__Directions for this task__: Swap "annotate" for "mark" everywhere it occurs in the listing below, and reproduce the listing otherwise unchanged.

## start

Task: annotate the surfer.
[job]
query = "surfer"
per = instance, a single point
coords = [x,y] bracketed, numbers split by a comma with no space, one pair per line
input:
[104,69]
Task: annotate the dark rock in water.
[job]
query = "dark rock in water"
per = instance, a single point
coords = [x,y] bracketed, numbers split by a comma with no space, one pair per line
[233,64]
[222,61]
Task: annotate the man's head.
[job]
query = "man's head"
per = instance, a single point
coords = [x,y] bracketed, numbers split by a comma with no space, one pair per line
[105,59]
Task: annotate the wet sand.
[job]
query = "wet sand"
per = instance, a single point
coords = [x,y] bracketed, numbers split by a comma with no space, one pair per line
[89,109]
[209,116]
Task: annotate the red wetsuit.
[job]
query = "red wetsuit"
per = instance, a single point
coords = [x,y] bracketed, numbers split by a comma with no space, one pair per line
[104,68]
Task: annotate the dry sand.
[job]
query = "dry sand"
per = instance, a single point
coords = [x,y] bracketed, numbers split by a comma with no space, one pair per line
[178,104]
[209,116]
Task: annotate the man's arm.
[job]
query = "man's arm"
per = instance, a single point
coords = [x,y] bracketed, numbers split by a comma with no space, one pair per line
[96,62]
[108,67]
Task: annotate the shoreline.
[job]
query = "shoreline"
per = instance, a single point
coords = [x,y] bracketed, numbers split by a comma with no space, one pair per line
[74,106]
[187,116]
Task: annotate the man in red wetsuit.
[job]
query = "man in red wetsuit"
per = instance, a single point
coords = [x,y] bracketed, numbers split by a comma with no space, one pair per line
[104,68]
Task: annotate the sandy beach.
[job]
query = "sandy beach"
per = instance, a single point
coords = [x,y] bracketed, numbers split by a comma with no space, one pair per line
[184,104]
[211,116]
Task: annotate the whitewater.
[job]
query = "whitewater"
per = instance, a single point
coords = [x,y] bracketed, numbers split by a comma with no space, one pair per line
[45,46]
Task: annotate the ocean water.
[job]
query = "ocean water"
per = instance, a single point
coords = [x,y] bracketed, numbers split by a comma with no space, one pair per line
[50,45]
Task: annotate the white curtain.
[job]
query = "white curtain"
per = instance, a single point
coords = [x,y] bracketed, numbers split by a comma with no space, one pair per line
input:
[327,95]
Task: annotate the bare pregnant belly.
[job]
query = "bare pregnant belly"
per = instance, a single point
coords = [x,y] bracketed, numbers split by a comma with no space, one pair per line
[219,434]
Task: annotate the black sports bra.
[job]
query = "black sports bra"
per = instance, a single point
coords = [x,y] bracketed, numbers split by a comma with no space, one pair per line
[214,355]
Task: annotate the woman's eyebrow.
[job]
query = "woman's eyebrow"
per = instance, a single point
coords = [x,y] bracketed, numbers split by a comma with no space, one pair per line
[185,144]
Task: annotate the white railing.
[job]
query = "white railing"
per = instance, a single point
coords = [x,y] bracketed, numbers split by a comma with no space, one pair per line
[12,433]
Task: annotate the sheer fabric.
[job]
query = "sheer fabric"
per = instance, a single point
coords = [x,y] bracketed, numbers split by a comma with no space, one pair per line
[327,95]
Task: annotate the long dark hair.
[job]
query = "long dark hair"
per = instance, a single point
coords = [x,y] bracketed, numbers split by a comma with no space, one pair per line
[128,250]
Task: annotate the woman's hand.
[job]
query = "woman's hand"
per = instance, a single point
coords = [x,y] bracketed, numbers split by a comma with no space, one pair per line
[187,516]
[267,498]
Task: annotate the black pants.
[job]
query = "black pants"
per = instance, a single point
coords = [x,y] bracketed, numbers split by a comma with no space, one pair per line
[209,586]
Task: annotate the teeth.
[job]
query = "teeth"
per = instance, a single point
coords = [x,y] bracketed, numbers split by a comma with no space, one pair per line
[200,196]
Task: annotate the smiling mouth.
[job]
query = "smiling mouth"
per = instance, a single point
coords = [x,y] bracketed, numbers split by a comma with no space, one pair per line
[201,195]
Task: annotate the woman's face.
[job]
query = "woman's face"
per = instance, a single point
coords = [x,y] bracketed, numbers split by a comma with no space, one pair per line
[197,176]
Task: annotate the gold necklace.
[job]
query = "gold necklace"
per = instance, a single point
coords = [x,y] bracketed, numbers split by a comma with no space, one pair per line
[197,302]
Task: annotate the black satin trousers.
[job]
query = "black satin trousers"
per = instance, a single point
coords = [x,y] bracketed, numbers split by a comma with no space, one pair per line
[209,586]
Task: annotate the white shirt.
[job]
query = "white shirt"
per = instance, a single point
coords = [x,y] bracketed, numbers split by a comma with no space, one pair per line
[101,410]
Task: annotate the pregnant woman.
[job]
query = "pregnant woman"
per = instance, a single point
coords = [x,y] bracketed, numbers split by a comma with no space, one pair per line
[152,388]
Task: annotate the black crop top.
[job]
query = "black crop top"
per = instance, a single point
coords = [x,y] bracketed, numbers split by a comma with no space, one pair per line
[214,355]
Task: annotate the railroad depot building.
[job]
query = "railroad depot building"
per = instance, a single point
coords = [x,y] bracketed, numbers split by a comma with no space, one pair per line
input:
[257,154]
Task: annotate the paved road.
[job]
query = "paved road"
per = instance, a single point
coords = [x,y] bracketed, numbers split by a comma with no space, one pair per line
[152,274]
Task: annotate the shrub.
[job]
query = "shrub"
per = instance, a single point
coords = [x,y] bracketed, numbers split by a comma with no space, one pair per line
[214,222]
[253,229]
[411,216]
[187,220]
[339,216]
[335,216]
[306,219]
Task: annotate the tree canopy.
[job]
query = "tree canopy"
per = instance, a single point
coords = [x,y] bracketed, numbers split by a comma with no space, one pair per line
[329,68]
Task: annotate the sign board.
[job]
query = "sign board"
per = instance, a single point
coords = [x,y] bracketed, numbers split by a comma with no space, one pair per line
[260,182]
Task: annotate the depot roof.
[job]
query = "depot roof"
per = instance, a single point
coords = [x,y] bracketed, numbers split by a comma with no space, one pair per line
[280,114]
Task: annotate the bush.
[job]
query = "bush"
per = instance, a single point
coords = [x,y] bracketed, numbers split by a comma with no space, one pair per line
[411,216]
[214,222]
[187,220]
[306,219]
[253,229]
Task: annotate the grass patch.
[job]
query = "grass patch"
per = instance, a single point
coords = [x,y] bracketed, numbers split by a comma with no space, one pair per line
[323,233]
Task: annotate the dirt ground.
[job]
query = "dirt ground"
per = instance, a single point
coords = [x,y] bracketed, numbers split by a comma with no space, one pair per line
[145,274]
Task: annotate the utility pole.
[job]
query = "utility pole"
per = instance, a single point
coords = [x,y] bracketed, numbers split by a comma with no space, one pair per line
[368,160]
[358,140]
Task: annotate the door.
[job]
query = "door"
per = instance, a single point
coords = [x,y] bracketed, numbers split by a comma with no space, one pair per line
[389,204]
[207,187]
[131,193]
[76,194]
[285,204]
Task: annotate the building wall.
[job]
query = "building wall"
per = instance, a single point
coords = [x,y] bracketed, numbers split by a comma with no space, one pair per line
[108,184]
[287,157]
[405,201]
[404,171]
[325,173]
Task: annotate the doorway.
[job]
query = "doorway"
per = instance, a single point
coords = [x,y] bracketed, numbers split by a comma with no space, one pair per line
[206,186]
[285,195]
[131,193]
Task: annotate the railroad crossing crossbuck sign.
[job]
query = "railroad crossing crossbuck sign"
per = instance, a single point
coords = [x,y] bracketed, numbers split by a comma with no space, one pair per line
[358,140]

## end

__Correct response__:
Task: mark the surfer.
[job]
query = "surfer"
per = instance, a single point
coords = [x,y] bracketed, numbers split by a comma with no space, one pair per line
input:
[104,69]
Task: mark the dark rock in water.
[job]
query = "dark rock in water"
per = instance, a single point
coords = [x,y] bracketed, numbers split by a comma with no space, one pair per line
[233,64]
[222,61]
Task: mark the man's head.
[job]
query = "man's head"
per = instance, a single point
coords = [x,y] bracketed, numbers split by a comma with no space, one pair per line
[105,59]
Task: mark the wet sand.
[job]
query = "wet sand"
per = instance, a single point
coords = [x,y] bracketed, numbers split by a comma with no space, one pair per line
[89,109]
[209,116]
Task: mark the red wetsuit.
[job]
query = "red wetsuit"
per = instance, a single point
coords = [x,y] bracketed, numbers split by a comma with no space, one pair per line
[104,68]
Task: mark the dry sand.
[job]
query = "dry sand"
per = instance, a single point
coords = [x,y] bracketed, numbers split by a comma with no space, one pair per line
[178,104]
[209,116]
Task: mark the man's arm.
[job]
query = "man's arm"
per = instance, a single point
coords = [x,y] bracketed, numbers split by a comma with no space, one pair per line
[96,62]
[108,67]
Task: mark the shoreline.
[job]
query = "shoreline"
per = instance, a single point
coords = [x,y] bracketed, numbers split by a comma with no space, one pair per line
[74,106]
[187,116]
Task: mark the man in red wetsuit.
[job]
query = "man in red wetsuit"
per = instance, a single point
coords = [x,y] bracketed, numbers split by a comma with no space, one pair per line
[104,68]
Task: mark the sandy beach.
[job]
query = "sandy beach"
per = instance, a single point
coords = [x,y] bracketed, numbers split by a comma with no space, one pair per line
[184,104]
[211,116]
Task: mark the whitewater.
[job]
query = "whitewater"
per = instance, a single point
coords = [x,y] bracketed, numbers split by a comma with no space, one pair per line
[45,46]
Task: mark the ocean water.
[job]
query = "ocean water"
per = instance, a single point
coords = [x,y] bracketed, numbers split by a comma with no space, one pair per line
[50,45]
Task: mark the white curtain.
[job]
query = "white curtain"
per = instance, a single point
coords = [x,y] bracketed, numbers split by a comma with no space, one pair per line
input:
[327,95]
Task: mark the bare pregnant belly.
[job]
query = "bare pregnant belly"
per = instance, a single point
coords = [x,y] bracketed, numbers split by a comma with no space, one pair per line
[219,434]
Task: mark the black sports bra.
[job]
query = "black sports bra"
per = instance, a single point
coords = [x,y] bracketed, numbers split by a comma with no space, one pair per line
[214,355]
Task: mark the woman's eyebrow.
[job]
query = "woman's eyebrow"
per = instance, a single point
coords = [x,y] bracketed, numbers split by a comma with no space, one pair per line
[185,144]
Task: mark the white railing.
[job]
query = "white railing"
per = instance, a single point
coords = [x,y] bracketed, numbers split by a comma with no space, one pair per line
[12,433]
Task: mark the sheer fabric.
[job]
query = "sheer fabric"
per = instance, a single point
coords = [x,y] bracketed, numbers split by a comma with no space, one pair per line
[327,95]
Task: mark the long dark hair.
[job]
query = "long dark hair"
per = instance, a single point
coords = [x,y] bracketed, numbers split by a comma with no space, one pair per line
[128,250]
Task: mark the woman's hand.
[job]
query = "woman's hand"
per = instance, a single point
coords = [x,y] bracketed, numbers split by a comma with no space, one pair per line
[187,516]
[267,498]
Task: mark the black pants.
[job]
query = "black pants"
per = instance, a single point
coords = [x,y] bracketed, numbers split by a comma with no space, one pair per line
[209,586]
Task: mark the teeth.
[job]
query = "teeth"
per = instance, a single point
coords = [x,y] bracketed, numbers split by a comma with no space, one pair per line
[200,196]
Task: mark the smiling mouth.
[job]
query = "smiling mouth"
per = instance, a single point
coords = [x,y] bracketed, numbers split by a comma with no space, one pair per line
[201,195]
Task: mark the woman's face.
[job]
query = "woman's face"
per = instance, a single point
coords = [x,y] bracketed, numbers split by a comma with no space, one pair per line
[197,176]
Task: mark the gold necklace.
[job]
query = "gold necklace"
per = instance, a single point
coords = [x,y] bracketed, numbers split by a comma with no space, one pair per line
[197,302]
Task: mark the black satin trousers.
[job]
query = "black satin trousers"
per = instance, a single point
coords = [x,y] bracketed, numbers split by a comma with no space, one pair per line
[209,586]
Task: mark the white shirt.
[job]
query = "white shirt"
per = instance, a single point
coords = [x,y] bracketed, numbers split by a comma with no space, one pair per line
[101,410]
Task: mark the pregnant woman.
[job]
query = "pregnant woman"
per = instance, a single point
coords = [x,y] bracketed, numbers split by a comma with no space, one pair per line
[152,388]
Task: mark the black crop top.
[job]
query = "black crop top"
per = instance, a single point
coords = [x,y] bracketed, numbers split by a comma with no space, one pair per line
[214,355]
Task: mark the railroad depot building.
[job]
query = "railroad depot building"
per = instance, a single point
coords = [x,y] bracketed, numbers split by a comma with no space, one pair per line
input:
[257,154]
Task: mark the paved road.
[job]
query = "paved road"
per = instance, a single point
coords = [x,y] bracketed, numbers split by a comma with no space, one pair per line
[152,274]
Task: mark the shrub.
[job]
query = "shrub"
per = instance, a single point
coords = [x,y] bracketed, numbers split by a comma with no space, one pair per line
[214,222]
[253,229]
[411,216]
[187,220]
[339,216]
[335,216]
[306,219]
Task: mark the tree canopy.
[job]
query = "tree canopy"
per = instance, a single point
coords = [x,y] bracketed, numbers split by a comma with no space, one pair per line
[329,68]
Task: mark the sign board.
[job]
query = "sign board"
per = instance, a single point
coords = [x,y] bracketed, numbers split by a comma with no space, one pair per line
[260,182]
Task: mark the depot roof.
[job]
query = "depot roof"
per = instance, a single point
coords = [x,y] bracketed, numbers split by a comma with no space, one pair per line
[280,114]
Task: mark the bush.
[job]
query = "bush"
per = instance, a single point
coords = [x,y] bracketed, numbers split by a comma with no space, one pair per line
[411,216]
[214,222]
[187,220]
[306,219]
[253,229]
Task: mark the grass patch.
[job]
query = "grass patch"
per = instance, a single point
coords = [x,y] bracketed, numbers split by a comma with no space, one pair per line
[323,233]
Task: mark the dirt ground.
[job]
query = "dirt ground"
per = instance, a single point
coords = [x,y] bracketed, numbers split by a comma with no space, one pair per line
[145,274]
Task: mark the utility pole.
[job]
query = "utility pole"
per = instance, a single point
coords = [x,y] bracketed, numbers split by a comma with no space, one pair per line
[368,160]
[358,140]
Task: mark the door.
[job]
query = "door"
per = instance, a single point
coords = [x,y] bracketed, numbers split by a comma with no space, one pair per line
[389,204]
[207,187]
[131,193]
[76,194]
[285,204]
Task: mark the building wall.
[job]
query = "building wall"
per = instance, a single point
coords = [x,y] bracketed, numbers split by a comma with no space, one pair per line
[108,184]
[287,157]
[405,201]
[404,171]
[325,173]
Task: mark the doorway.
[job]
query = "doorway"
per = instance, a single point
coords = [x,y] bracketed, numbers split by a comma with no space, one pair per line
[206,186]
[285,195]
[131,193]
Task: mark the railroad crossing crossbuck sign.
[job]
query = "railroad crossing crossbuck sign"
per = instance, a single point
coords = [x,y] bracketed, numbers split by a comma with no space, one pair per line
[358,140]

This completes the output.